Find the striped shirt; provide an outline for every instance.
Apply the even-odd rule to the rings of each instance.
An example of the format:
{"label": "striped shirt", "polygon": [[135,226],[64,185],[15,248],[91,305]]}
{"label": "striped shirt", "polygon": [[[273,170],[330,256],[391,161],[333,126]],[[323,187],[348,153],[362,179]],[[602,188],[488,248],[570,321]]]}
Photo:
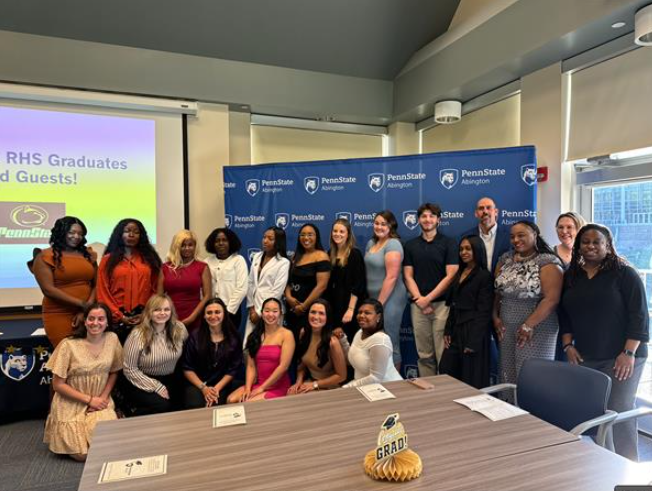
· · ·
** Direction **
Change every occurrence of "striped shirt" in the records to "denim jacket" and reproduce the records with nothing else altered. Omit the pictures from your answer.

** Finished answer **
Find the denim jacket; provide an outline for every instance.
Apply the even-odd rule to the rings of each instance.
An example of the format:
{"label": "denim jacket", "polygon": [[135,226],[64,185],[15,248],[91,305]]}
{"label": "denim jacket", "polygon": [[[273,170],[330,256],[391,161],[333,126]],[[323,187],[348,153],[362,179]],[[602,188],[488,248],[570,321]]]}
Photo:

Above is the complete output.